- **Text shown**:
** Begin **

We follow the exceedances method instead of the maxima method when  $\xi > 0$  for two reasons. The first one is because the Beta distribution for exceedances in (8) is a function of two parameters, whereas the Weibull distribution for maxima in (5) is a three-parameter function and as a result the Beta loglikelihood function is more convenient to optimize. The second reason is because we expect the size of exceedances sample to be greater than the size of maxima sample and consequently to give a better quality in the final estimate.

On the other hand, the lack of a parametric expression of  $\omega(F)$  in the exceedances approach renders the maxima method, for which  $\omega(F)$  appears as a parameter (see  $\sigma_m$  in eq. (6)), our only option when  $\xi \downarrow 0$ . An estimate for the upper end point, when  $\xi \downarrow 0$ , can be given from the following formula:

$$\hat{\omega}(F) = \hat{\mu_m} + \frac{\hat{\sigma_m}}{1 + \sqrt{\pi \log l} (\operatorname{erf}(\sqrt{\log l}) - 1)}$$
(13)

where  $\operatorname{erf}(x) = \frac{2}{\sqrt{\pi}} \int_0^x e^{-t^2} dt$  is the well-known *error function* and  $\hat{\mu_m}$ ,  $\hat{\sigma_m}$  are the ML estimates of  $\mu_m$  and  $\sigma_m$  of Gumbel, respectively.

The pdf of the Gumbel family (6), as we discussed in the previous subsection, is the limiting distribution that models asymptotically the sample of maxima when  $\xi \downarrow 0$ . The corresponding log-likelihood function of a Gumbel-distributed sample of size m is:

$$\log L(\mu_m, \sigma_m) = -\sum_{i=1}^m \left(\frac{X_i - \mu_m}{\sigma_m} + \exp\left(-\frac{X_i - \mu_m}{\sigma_m}\right) + \log \sigma_m\right)$$
(14)

Both  $\hat{\mu_m}$  and  $\hat{\sigma_m}$  can be obtained by the maximization of (14). A confidence interval for the estimate (13) (corresponding to a confidence level of  $(1 - \delta) * 100\%$ ) is given by:

$$|\hat{\omega} - \omega| \leqslant \frac{z_{\delta/2}}{\sqrt{n}} \frac{\hat{\sigma_n}\sqrt{6}}{\pi} \cdot \sqrt{(\gamma - 1)^2 + \frac{\pi^2}{6} + \frac{2(1 - \gamma)}{s_m} + \frac{1}{s_m^2}} + \frac{1}{s_m^2}$$
(15)

where  $s_m = 1 + l\sqrt{\pi \log m} (\operatorname{erf}(\sqrt{\log m}) - 1)$ ,  $z_{\delta/2}$  is the  $\delta/2$ quantile point of the standard normal distribution and  $\gamma \simeq 0.5772...$  is the *Euler gamma* constant.

** End **

- **Given information**:

** Begin **

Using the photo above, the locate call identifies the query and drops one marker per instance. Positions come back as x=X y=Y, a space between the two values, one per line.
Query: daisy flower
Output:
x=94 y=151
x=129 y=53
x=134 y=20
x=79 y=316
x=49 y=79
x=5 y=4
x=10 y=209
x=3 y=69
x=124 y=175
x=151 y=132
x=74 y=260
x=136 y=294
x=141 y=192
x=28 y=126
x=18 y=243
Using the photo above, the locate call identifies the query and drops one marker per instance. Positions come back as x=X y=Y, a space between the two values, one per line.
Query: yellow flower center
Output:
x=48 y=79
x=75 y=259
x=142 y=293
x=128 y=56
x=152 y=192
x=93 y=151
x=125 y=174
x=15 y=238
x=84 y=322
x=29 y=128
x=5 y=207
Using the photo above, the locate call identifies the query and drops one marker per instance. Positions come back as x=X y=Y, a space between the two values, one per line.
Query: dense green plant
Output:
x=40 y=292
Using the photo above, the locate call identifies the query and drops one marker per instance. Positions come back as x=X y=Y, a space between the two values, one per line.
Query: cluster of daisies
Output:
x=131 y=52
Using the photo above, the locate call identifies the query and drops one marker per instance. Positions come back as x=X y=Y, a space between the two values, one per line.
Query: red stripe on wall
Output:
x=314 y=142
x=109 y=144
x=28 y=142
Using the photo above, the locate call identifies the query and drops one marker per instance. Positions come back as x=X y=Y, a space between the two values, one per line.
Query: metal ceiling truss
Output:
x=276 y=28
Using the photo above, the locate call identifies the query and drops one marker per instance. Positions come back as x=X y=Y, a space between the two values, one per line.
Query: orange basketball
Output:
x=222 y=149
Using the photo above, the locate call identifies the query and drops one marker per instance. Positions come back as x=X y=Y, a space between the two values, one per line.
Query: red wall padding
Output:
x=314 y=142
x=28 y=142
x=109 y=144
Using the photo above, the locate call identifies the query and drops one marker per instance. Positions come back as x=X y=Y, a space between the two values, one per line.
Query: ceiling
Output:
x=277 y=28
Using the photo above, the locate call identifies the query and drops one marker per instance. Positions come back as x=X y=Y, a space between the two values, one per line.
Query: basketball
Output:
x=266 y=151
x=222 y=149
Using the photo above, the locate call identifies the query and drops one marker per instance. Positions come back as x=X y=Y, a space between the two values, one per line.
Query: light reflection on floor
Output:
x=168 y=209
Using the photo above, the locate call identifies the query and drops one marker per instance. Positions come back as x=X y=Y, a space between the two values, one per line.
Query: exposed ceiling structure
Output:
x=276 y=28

** End **

- **Your tasks**:
#1 Translate this sentence from the excerpt on estimating the upper end point into Spanish: "The second reason is because we expect the size of exceedances sample to be greater than the size of maxima sample and consequently to give a better quality in the final estimate."
#2 Pull out every line of the entries that contains the word "basketball".

- **Response list**:
#1 La segunda razón es que esperamos que el tamaño de la muestra de excedencias sea mayor que el tamaño de la muestra de máximos y, en consecuencia, que dé una mejor calidad en la estimación final.

#2
Query: orange basketball
Query: basketball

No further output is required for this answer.